Count the lines in the entries that contain the string "person", matching case exactly, and reply with only that number.

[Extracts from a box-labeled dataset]
[start]

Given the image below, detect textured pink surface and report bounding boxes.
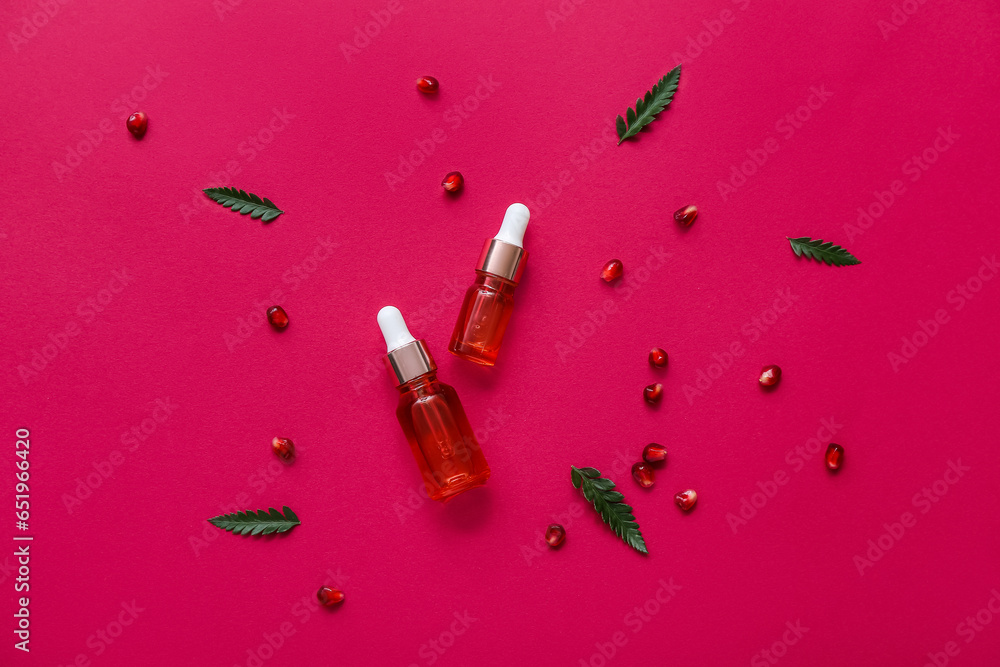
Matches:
[0,0,1000,667]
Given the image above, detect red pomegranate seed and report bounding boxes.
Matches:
[267,306,288,329]
[316,586,344,607]
[758,364,781,387]
[417,76,438,95]
[271,438,295,463]
[674,204,698,227]
[674,489,698,512]
[642,382,663,405]
[601,259,625,283]
[826,442,844,470]
[632,461,656,489]
[125,111,149,139]
[642,442,667,463]
[441,171,465,192]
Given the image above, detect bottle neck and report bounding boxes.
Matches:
[398,370,437,394]
[476,269,517,293]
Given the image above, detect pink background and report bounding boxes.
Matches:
[0,0,1000,667]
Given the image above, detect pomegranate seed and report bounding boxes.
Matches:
[125,111,149,139]
[642,442,667,463]
[674,489,698,512]
[632,461,655,489]
[545,523,566,549]
[441,171,465,192]
[826,442,844,470]
[316,586,344,607]
[417,76,438,95]
[758,364,781,387]
[642,382,663,405]
[674,204,698,227]
[267,306,288,329]
[601,259,625,283]
[271,438,295,463]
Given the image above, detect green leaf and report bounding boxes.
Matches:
[785,236,861,266]
[202,188,284,222]
[208,507,302,535]
[569,466,649,554]
[615,65,681,146]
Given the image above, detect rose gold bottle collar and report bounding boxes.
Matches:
[385,340,437,386]
[476,239,528,284]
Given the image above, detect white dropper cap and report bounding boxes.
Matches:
[493,204,531,248]
[376,306,416,352]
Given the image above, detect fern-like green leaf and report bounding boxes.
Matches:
[208,507,302,535]
[615,65,681,146]
[202,188,284,222]
[569,466,649,553]
[785,236,861,266]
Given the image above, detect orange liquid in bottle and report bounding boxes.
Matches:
[396,372,490,501]
[448,271,516,366]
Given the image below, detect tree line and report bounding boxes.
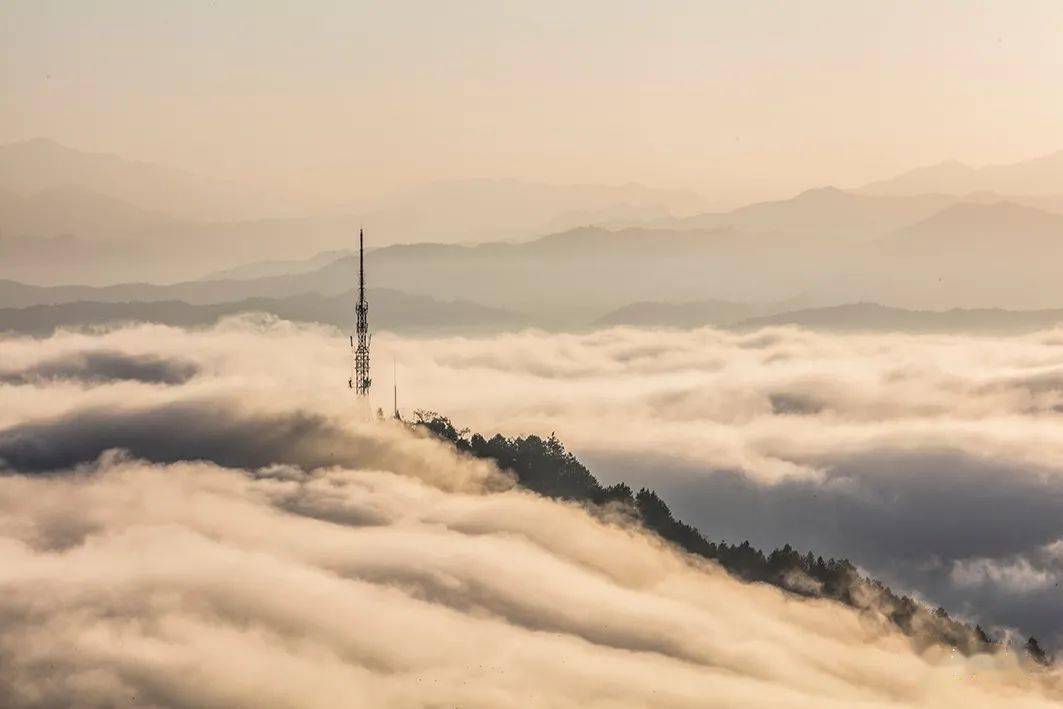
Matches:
[412,410,1052,665]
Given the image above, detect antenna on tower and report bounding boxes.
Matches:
[347,229,372,403]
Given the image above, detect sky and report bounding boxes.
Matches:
[0,0,1063,204]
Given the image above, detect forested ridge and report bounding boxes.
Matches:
[412,410,1052,665]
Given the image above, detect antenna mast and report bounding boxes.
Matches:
[347,229,373,404]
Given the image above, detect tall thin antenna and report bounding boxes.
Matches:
[391,355,402,419]
[347,229,372,403]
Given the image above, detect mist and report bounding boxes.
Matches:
[0,318,1059,707]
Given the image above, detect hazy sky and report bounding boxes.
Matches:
[0,0,1063,200]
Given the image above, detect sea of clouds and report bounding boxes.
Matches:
[0,317,1063,707]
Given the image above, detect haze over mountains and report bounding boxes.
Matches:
[0,139,701,285]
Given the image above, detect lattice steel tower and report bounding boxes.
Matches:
[347,229,373,404]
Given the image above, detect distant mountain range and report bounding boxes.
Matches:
[0,288,527,336]
[0,289,1063,336]
[859,150,1063,196]
[6,140,1063,316]
[0,139,702,284]
[6,191,1063,327]
[594,299,800,327]
[653,187,956,242]
[735,303,1063,334]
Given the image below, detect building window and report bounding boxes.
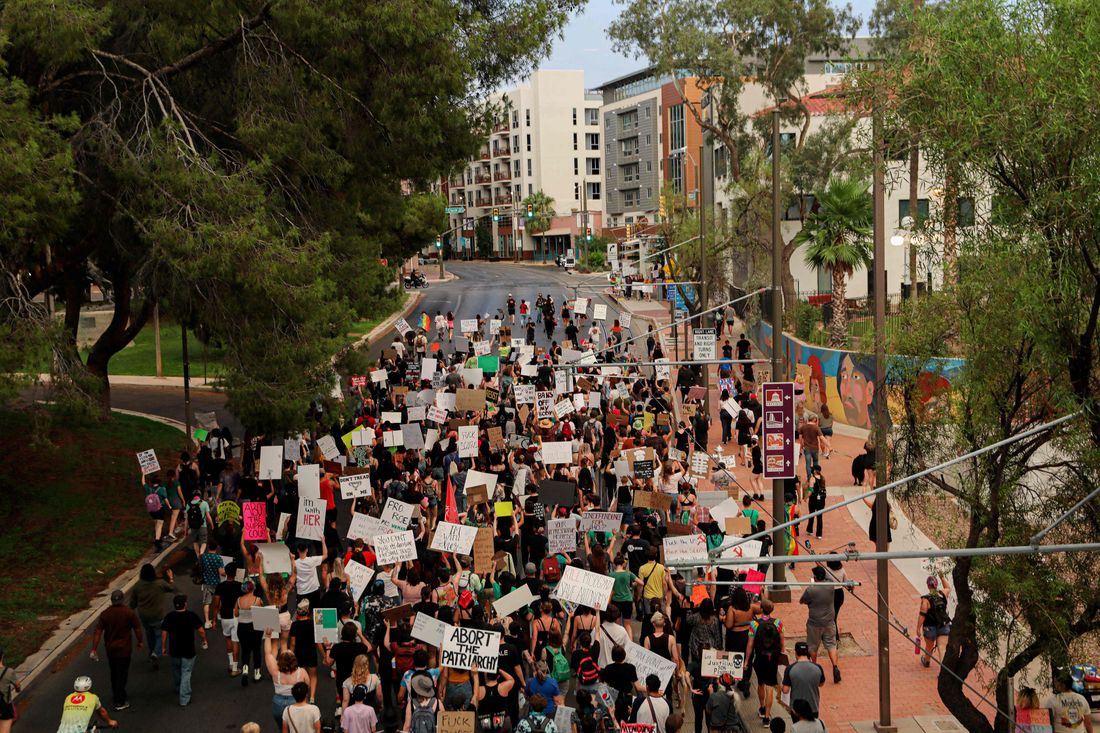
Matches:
[669,155,684,194]
[669,105,686,150]
[898,198,928,227]
[783,194,815,221]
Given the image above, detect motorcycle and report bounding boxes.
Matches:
[402,274,428,291]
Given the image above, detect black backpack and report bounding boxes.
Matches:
[752,619,781,661]
[187,502,205,529]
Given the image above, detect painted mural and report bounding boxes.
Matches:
[750,321,963,430]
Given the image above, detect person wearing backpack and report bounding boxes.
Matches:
[514,694,558,733]
[916,573,952,667]
[745,599,785,726]
[404,675,440,733]
[144,473,175,550]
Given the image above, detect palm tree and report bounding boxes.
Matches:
[794,178,872,348]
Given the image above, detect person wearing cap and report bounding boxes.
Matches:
[340,685,378,733]
[783,642,825,720]
[91,589,143,710]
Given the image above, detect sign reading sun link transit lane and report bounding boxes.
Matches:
[761,382,799,479]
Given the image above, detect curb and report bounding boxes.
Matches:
[15,409,187,692]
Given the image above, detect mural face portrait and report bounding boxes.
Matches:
[836,353,875,428]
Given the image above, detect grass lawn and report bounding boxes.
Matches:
[81,322,223,379]
[0,412,183,666]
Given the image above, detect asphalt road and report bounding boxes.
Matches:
[15,263,629,733]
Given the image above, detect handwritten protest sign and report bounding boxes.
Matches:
[413,612,451,648]
[547,517,576,553]
[554,565,615,611]
[138,448,161,475]
[295,496,325,539]
[256,543,290,575]
[439,626,501,674]
[431,522,477,555]
[344,560,374,601]
[581,512,623,532]
[374,529,416,568]
[664,535,708,564]
[700,649,745,679]
[241,502,267,539]
[493,583,537,616]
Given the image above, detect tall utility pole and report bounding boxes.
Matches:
[695,143,717,423]
[871,110,893,733]
[769,107,791,603]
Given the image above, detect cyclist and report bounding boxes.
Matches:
[57,677,119,733]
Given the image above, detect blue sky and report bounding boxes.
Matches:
[541,0,875,89]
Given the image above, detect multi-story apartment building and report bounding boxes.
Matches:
[598,67,702,230]
[442,70,604,260]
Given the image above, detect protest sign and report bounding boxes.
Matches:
[256,543,292,576]
[241,502,267,540]
[138,448,161,475]
[626,642,677,689]
[700,649,745,679]
[541,440,573,466]
[413,613,451,648]
[474,527,494,575]
[382,499,414,529]
[344,560,374,602]
[295,496,325,540]
[547,517,576,553]
[581,512,623,532]
[374,529,416,568]
[535,392,554,420]
[298,463,321,499]
[493,583,537,616]
[314,609,340,644]
[430,522,477,555]
[340,473,371,499]
[634,491,672,512]
[459,425,477,458]
[664,535,710,565]
[539,481,576,506]
[554,565,615,611]
[439,626,501,674]
[216,501,240,526]
[436,707,474,733]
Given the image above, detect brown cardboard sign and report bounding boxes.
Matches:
[634,491,672,512]
[474,527,494,575]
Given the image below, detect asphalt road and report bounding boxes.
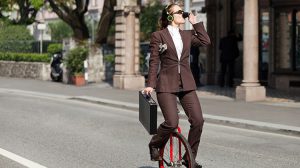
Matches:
[0,92,300,168]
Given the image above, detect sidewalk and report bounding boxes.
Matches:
[0,77,300,136]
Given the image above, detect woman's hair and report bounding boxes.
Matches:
[160,3,177,30]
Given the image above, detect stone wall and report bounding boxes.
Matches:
[0,61,51,80]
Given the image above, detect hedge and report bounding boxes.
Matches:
[0,52,50,62]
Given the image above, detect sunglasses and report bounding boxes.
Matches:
[172,10,183,15]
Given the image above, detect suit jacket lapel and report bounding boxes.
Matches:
[163,28,178,59]
[179,29,187,60]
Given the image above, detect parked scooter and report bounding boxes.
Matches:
[50,52,63,82]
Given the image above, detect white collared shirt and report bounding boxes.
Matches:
[167,25,183,60]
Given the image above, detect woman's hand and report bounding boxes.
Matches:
[143,87,153,95]
[189,12,196,25]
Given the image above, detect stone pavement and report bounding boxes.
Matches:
[0,77,300,136]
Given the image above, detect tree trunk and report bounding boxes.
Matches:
[69,15,89,41]
[95,0,117,44]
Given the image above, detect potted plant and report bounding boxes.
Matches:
[65,46,88,86]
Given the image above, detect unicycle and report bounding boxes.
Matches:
[158,127,195,168]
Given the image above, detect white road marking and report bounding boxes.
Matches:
[0,148,47,168]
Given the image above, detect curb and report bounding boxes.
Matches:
[73,96,300,137]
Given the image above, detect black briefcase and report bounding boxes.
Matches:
[139,91,157,135]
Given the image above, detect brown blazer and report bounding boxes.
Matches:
[147,22,210,92]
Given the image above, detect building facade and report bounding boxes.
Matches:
[205,0,300,93]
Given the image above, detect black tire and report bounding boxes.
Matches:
[158,132,195,168]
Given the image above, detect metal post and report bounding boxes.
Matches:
[40,29,44,54]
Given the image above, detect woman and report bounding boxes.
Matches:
[143,4,210,168]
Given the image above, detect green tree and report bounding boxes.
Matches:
[0,25,34,52]
[140,0,163,41]
[47,0,89,41]
[49,20,73,42]
[0,0,44,25]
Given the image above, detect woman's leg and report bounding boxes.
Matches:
[149,93,179,148]
[178,91,204,158]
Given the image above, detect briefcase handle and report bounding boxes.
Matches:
[140,90,156,104]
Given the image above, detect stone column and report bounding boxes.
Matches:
[275,13,291,69]
[236,0,266,101]
[113,0,145,89]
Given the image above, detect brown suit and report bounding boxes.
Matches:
[148,23,210,157]
[148,23,210,92]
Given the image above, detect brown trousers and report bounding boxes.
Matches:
[149,90,204,158]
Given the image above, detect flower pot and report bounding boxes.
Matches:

[end]

> _ANSWER BELOW_:
2